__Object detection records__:

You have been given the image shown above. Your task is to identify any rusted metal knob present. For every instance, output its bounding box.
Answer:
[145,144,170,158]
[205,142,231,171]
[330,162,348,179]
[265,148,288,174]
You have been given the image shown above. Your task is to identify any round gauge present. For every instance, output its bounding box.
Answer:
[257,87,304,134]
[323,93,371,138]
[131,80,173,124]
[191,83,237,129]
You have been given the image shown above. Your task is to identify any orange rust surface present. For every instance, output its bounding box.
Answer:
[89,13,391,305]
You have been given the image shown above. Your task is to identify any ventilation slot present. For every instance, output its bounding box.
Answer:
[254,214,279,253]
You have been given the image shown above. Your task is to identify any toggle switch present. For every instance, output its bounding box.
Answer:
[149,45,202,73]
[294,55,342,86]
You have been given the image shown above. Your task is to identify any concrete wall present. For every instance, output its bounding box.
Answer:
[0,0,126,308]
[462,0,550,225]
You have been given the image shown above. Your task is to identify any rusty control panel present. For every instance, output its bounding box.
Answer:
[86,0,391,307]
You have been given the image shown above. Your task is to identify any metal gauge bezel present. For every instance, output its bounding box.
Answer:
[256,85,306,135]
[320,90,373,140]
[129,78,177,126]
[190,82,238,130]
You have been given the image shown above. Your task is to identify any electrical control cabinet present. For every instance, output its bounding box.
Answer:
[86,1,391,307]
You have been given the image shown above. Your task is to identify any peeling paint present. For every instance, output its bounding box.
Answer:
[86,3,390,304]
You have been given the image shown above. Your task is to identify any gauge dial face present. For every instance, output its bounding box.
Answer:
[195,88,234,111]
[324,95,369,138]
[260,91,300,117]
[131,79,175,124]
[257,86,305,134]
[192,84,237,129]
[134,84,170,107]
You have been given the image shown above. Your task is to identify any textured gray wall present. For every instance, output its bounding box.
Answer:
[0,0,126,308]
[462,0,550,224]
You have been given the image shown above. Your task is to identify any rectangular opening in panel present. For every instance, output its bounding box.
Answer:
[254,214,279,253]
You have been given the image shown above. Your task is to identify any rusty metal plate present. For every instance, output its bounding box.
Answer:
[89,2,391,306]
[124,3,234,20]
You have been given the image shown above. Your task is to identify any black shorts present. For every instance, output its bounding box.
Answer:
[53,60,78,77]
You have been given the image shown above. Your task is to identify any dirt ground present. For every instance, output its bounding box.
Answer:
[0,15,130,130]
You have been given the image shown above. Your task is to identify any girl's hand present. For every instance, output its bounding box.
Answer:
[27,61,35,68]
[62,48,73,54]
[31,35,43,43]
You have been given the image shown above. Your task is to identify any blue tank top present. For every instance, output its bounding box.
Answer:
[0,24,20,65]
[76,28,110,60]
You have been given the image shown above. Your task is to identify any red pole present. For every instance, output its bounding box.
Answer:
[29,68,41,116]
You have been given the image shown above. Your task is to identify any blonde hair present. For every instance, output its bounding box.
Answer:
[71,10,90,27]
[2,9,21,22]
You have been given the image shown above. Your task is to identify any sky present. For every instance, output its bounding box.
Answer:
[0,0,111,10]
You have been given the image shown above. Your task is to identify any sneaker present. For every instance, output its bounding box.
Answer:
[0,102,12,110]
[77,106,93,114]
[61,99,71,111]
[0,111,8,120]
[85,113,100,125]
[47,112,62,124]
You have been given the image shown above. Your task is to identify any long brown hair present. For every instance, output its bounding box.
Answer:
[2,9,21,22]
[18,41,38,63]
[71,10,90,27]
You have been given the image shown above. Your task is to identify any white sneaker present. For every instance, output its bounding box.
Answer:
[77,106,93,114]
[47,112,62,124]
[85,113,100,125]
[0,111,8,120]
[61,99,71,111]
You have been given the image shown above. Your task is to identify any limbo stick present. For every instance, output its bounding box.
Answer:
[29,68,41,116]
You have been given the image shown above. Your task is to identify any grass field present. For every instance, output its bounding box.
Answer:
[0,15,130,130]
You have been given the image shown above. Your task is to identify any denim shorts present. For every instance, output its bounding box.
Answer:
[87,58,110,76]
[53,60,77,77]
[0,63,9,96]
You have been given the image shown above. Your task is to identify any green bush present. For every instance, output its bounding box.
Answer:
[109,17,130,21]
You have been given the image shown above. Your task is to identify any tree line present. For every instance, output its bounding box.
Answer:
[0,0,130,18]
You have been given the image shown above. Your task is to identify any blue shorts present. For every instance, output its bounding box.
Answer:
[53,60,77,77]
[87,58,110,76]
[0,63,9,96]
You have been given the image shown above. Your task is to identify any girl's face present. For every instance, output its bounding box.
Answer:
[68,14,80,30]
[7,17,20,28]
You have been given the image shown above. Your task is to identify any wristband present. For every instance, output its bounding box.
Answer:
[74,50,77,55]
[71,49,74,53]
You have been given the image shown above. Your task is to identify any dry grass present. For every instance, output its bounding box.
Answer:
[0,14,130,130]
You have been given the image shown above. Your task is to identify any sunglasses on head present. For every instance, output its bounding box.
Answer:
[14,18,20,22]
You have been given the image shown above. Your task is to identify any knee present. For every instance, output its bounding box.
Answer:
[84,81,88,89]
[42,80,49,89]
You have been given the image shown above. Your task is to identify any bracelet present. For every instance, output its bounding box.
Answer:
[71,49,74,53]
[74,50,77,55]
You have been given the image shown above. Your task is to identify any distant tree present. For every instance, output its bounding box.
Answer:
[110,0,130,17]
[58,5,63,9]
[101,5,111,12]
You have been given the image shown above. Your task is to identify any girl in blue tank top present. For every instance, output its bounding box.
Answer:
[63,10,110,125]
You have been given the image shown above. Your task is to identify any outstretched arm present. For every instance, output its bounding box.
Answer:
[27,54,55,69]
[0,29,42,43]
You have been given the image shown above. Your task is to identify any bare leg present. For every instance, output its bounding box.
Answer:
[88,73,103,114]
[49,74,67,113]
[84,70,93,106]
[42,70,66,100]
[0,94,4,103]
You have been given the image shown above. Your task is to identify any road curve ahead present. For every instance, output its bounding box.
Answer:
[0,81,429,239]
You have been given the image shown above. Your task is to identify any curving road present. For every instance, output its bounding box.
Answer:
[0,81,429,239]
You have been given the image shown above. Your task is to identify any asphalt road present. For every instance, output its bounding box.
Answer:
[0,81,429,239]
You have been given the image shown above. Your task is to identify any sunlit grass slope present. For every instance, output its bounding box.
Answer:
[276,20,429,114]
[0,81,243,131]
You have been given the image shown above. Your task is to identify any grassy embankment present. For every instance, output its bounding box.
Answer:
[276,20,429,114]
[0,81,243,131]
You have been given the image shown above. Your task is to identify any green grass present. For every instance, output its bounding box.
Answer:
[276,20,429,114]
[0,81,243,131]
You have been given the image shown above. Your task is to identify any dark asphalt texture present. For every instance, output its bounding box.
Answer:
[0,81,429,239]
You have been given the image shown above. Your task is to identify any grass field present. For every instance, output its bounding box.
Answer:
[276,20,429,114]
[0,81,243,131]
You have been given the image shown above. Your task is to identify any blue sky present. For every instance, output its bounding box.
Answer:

__EXERCISE BRIEF__: Rewrite the records from the line with "identify any textured" to the line with "[31,35,43,43]", changing "dirt ground" to "muddy ground" and leaving everything else as it is. Give only those lines.

__FINAL ANSWER__:
You have been given the image shown above. Your task is to identify any textured gray wall present. For every instance, output its bounding box.
Answer:
[0,0,126,308]
[462,0,550,224]
You have been given the image shown above. Your task is to identify any rectangular opening in panel present. For every instance, output its bounding box.
Answer:
[254,214,279,253]
You have been given the image shown above. Your task is to identify any rusty metal plate present. For every instance, output its bounding box.
Answer:
[89,2,391,306]
[124,3,234,20]
You have been given the image shown above. Your task is to identify any black shorts present. For every instance, output its bounding box.
Answer:
[53,60,78,77]
You have been given the image shown above. Your task is to identify any muddy ground present. For every instance, output its bounding box.
Answer:
[0,15,130,130]
You have been given the image shown above. Your task is to identify any girl's hand present. For every instance, output its bounding box.
Answer:
[27,61,35,68]
[62,48,73,54]
[31,35,43,43]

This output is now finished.